Extracted text:
▬▬▬

Managing Operating Room Cost in Cardiac Surgery with Three Process Interventions
Antti Peltokorpi (Helsinki University of Technology, Finland), Juha-Matti Lehtonen (Helsinki University of Technology, Finland), Jaakko Kujala (Helsinki University of Technology, Finland) and Juhani Kouri (Kuopio University Hospital, Finland)
Copyright: © 2008
Healthcare providers in both public and private sectors are facing increasing pressure to improve their cost efficiency and productivity. The increasing cost of new technological solutions has enforced to apply operations management techniques developed for industrial and service processes. Meyer’s (2004) review of existing research shows that, on average, operating rooms (ORs) operate only at 68% of capacity. Using OR time efficiently is especially challenging when long operations are scheduled to fixed OR block time. This situation is typical in open heart surgeries, where a high variability in the length of required OR time combined with four and a half hour average OR time duration makes scheduling two operations during a normal eight hour workday difficult. The objective of this paper is to analyze the effect that three different process interventions have on the OR cost in OR performing open heart surgeries. The investigated process interventions are 4 days OR week (4D), the better accuracy of operating room time forecast (F) and doing anesthesia induction outside the OR (I). These interventions were emerged from practical organization context. This paper is organized as follows. First we provide a review of the existing literature on measures of OR utilization and investigated three interventions. Based on existing literature we construct a simulation model to test the interventions’ effect on OR utilization. Conclusions of results are presented and practical implications and new contribution to existed theory of operating room management is discussed.

▬▬▬

Dataset records:
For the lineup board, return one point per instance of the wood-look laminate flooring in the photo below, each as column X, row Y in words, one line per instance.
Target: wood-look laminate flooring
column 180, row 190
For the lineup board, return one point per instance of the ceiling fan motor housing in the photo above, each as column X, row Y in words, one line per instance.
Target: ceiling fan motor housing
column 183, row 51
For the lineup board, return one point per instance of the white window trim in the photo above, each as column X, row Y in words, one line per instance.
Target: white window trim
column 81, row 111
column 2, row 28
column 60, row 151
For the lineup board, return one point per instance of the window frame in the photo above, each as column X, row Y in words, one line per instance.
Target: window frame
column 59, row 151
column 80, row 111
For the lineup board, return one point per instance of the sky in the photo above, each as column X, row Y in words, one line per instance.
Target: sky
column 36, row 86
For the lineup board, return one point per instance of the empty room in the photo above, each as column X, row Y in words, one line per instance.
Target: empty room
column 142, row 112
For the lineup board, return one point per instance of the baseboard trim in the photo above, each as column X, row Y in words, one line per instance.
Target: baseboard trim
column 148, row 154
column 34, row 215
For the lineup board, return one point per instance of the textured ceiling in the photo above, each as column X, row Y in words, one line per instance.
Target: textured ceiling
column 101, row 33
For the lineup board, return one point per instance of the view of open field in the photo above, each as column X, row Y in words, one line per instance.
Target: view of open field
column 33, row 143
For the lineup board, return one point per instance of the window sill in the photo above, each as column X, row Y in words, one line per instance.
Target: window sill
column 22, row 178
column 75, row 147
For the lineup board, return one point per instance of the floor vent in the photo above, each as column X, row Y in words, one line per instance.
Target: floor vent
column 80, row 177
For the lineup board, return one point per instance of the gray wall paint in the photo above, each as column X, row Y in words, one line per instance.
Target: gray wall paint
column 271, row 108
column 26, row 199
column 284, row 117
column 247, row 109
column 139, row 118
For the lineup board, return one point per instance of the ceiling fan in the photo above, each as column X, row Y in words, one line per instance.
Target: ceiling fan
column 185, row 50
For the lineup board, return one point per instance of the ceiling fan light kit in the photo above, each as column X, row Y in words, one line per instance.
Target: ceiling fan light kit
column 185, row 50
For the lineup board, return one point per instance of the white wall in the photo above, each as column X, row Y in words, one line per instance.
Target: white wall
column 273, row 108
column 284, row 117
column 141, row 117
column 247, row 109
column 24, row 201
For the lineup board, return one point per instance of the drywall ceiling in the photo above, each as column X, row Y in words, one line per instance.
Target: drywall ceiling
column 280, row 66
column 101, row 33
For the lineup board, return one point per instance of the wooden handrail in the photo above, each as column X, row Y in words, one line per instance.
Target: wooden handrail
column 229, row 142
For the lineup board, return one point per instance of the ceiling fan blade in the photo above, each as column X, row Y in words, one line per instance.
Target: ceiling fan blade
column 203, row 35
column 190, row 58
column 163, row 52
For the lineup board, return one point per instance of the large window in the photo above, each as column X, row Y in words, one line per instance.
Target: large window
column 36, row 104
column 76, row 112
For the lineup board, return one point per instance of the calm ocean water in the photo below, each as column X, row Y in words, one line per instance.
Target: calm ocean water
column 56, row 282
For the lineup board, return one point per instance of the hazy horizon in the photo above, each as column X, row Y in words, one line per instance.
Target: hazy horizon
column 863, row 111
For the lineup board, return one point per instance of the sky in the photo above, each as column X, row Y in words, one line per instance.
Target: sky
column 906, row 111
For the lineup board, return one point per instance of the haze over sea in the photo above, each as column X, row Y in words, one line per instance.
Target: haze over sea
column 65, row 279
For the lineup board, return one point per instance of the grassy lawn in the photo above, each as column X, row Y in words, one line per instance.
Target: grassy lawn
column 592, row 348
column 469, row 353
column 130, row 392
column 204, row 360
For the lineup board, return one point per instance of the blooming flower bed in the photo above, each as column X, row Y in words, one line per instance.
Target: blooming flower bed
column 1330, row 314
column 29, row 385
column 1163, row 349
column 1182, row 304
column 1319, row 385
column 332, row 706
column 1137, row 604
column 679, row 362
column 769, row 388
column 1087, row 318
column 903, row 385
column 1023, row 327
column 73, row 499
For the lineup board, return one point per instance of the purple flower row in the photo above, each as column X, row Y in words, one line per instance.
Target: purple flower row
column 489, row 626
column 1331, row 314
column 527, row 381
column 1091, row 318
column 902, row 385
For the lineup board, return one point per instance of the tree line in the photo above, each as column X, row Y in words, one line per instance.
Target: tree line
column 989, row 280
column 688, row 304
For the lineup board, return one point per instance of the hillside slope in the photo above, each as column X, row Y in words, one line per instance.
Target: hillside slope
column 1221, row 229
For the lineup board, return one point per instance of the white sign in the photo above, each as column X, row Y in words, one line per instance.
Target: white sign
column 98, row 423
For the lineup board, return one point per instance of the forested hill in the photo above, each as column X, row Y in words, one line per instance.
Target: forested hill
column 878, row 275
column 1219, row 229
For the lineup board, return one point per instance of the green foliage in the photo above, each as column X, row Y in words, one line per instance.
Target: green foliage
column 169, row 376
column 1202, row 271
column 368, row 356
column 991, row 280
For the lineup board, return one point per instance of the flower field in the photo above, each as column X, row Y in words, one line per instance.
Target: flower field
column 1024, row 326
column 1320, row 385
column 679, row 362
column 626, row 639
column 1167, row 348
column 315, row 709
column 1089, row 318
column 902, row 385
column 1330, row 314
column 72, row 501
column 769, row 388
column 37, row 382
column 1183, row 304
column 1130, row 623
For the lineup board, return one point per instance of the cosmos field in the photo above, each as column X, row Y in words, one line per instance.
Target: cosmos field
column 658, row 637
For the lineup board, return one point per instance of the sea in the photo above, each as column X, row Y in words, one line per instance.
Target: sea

▬▬▬

Task objective:
Continue the text above on operating room cost in cardiac surgery, starting right after its final sentence.

Written answer:
Key Terms in this Chapter
Slack Time: Time operating room is empty at the end of regular hours.
Operating Time: Time patient is in the operating room during regular hours.
Anesthesia Induction: Time when the anesthesiologist begins the administration of agents intended to provide the level of anesthesia required for the scheduled procedure.
Discrete Event Simulation: A simulation model where significant changes occur at discrete time instances.
Overtime: Time that patient is in the operating room after regular hours.
Planning Slack Time: Minimum time that has to be left nonscheduled at the end of regular hours.